• **PASSAGE FOR REVIEW**:
*** Block opens ***

Reviewed by Suzanne Angeo (member, American Theatre Critics Association)
and Greg Angeo (Member Emeritus, San Francisco Bay Area Theatre Critics Circle)
Photos courtesy of Meadow Brook Theatre
“Old Lace” Offers Excellent Cast, Nonstop Laughs
To kick off their 53rd season, Meadow Brook Theatre presents Joseph Kesselring’s beloved classic, “Arsenic and Old Lace”, a lively black comedy interwoven with multiple storylines and nonstop action. The setting is Brooklyn in 1939, in the elegant historic home of the Brewster family. There are plenty of nuts in this family tree. They not only have skeletons in their closet, but bodies in the cellar, too.
Young Mortimer Brewster is your basic Everyman theatre critic, living a carefree life and planning to marry Elaine, the girl next door. He’s blissfully unaware that his two sweet and generous aunties, Martha and Abby, have been surprising lonely gentlemen callers with their homemade elderberry wine with just a touch of poison, all in the name of charity. And his brother Teddy? He really thinks he is Teddy – Roosevelt, that is. Then Mortimer’s long-lost evil brother Jonathan shows up one dark night, with his drunken plastic surgeon, Dr Einstein, in tow. Was murder ever this much fun?
The show opened on Broadway in January 1941 and ran for over three years – 1444 performances – making it one of the most successful plays of its time. Frank Capra began his film version at the end of 1941 (and the start of WW II) but could not release it until September 1944, after the Broadway hit show finally closed, as demanded by the play’s producers.

*** Block closes ***

• **REQUIRED WORK**:
- a) From the review of "Arsenic and Old Lace," quote the passage starting at "The show opened" and ending at "the play’s producers.".
- b) In the review of "Arsenic and Old Lace," why did Frank Capra's film version not come out until September 1944?
- c) According to the review of "Arsenic and Old Lace," how many performances did the play have on Broadway?

• **RAW DATA**:
*** Block opens ***

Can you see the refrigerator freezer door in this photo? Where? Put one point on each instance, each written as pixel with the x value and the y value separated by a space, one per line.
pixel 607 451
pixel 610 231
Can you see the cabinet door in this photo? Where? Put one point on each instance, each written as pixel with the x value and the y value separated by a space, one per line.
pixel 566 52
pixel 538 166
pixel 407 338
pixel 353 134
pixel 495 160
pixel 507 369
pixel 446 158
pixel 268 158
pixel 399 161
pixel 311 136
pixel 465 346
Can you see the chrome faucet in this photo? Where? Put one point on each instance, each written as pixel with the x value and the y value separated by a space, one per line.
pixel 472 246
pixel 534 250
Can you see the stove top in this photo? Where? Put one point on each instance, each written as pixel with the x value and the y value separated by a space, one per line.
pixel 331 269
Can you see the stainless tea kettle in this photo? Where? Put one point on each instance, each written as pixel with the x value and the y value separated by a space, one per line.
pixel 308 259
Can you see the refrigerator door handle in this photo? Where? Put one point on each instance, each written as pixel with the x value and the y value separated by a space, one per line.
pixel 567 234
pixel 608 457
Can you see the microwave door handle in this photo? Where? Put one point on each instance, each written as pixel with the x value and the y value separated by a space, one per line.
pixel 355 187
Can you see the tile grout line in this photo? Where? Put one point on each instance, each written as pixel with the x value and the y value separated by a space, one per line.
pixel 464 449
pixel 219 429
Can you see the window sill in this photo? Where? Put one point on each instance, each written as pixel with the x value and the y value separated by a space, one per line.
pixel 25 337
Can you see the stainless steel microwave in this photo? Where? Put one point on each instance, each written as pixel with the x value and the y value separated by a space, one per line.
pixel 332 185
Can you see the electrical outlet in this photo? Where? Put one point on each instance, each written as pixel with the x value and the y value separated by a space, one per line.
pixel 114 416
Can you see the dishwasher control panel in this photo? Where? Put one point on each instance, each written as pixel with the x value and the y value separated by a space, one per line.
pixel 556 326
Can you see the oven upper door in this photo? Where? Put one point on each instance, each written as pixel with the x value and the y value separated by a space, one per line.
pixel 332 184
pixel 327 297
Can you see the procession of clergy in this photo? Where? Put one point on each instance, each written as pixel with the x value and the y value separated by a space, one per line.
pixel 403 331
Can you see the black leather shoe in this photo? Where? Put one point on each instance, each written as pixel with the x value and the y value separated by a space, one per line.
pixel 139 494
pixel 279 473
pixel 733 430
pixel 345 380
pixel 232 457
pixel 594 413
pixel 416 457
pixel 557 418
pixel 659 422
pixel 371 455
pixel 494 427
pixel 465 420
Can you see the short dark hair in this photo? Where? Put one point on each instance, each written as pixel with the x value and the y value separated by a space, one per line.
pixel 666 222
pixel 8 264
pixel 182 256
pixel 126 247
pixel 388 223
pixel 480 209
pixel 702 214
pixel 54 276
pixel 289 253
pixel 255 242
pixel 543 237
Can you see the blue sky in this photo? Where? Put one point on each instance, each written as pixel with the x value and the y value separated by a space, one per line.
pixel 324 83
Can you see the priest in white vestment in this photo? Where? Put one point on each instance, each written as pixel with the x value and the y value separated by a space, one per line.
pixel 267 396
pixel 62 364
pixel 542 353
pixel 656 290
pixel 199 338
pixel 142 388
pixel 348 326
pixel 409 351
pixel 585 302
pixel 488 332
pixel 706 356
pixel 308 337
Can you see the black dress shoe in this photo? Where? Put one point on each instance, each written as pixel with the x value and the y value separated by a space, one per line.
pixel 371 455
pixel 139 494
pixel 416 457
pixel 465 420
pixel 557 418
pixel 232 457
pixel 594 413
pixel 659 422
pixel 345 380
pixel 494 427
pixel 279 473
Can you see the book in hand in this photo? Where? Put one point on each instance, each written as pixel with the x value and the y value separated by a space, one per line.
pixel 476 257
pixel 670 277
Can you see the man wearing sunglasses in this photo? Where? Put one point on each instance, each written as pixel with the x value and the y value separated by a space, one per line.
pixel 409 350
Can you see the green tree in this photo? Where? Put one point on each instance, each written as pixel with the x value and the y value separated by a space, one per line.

*** Block closes ***

• **WRITTEN RESPONSES**:
- a)
The show opened on Broadway in January 1941 and ran for over three years – 1444 performances – making it one of the most successful plays of its time. Frank Capra began his film version at the end of 1941 (and the start of WW II) but could not release it until September 1944, after the Broadway hit show finally closed, as demanded by the play’s producers.

- b) The play's producers demanded that the film not be released until the Broadway show had closed. The play ran for more than three years, so Capra had to wait until September 1944, after it finally ended.

- c) 1444 performances.